| Brano proposto |
···
Daniele De Luca, giornalista professionista, milanista. Dopo una lunga esperienza a Radio Popolare Milano, AGR, CNRMedia e altre collaborazioni da alcuni anni si occupa principalmente di comunicazione istituzionale e ufficio stampa.
La cronaca nera è diventata il grimaldello per scardinare il sistema giudiziario
“Tutto questo parlare di macchioline di sangue e impronte digitali, diceva Carlotto, finisce sempre per minare la fiducia nello stato di diritto e per aumentare la voglia di repressione”. Così scriveva nel 2007 lo scrittore Massimo Carlotto, proprio a proposito dell’omicidio di Chiara Poggi. Perché già allora la vicenda aveva attirato l’attenzione spasmodica e morbosa dell’opinione pubblica e, se proprio ci tocca entrare per pochi istanti nel merito della vicenda, come allora il processo a Stasi fu indiziario la stessa cosa accade oggi per Sempio.
Del movente nessuno parla, esistono solo possibili “prove”.
···
Rispondi a queste domande sul brano dedicato alla cronaca nera e al sistema giudiziario:
(a) Di che cosa si occupa principalmente da alcuni anni Daniele De Luca?
(b) In quale anno Massimo Carlotto scriveva le parole citate?
(c) Di che cosa, secondo il brano, nessuno parla?
I record riportati più avanti provengono da una fonte diversa.
···
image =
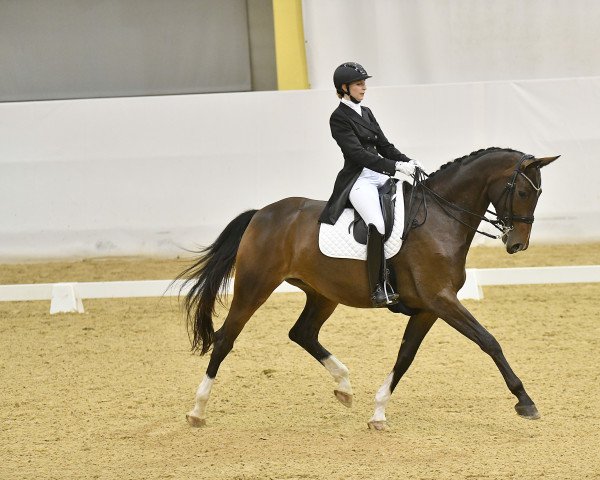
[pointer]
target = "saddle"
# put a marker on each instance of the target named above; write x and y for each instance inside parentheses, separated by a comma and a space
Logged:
(387, 200)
···
| Risposta al compito |
(a) Di comunicazione istituzionale e ufficio stampa.
(b) Nel 2007.
(c) Del movente.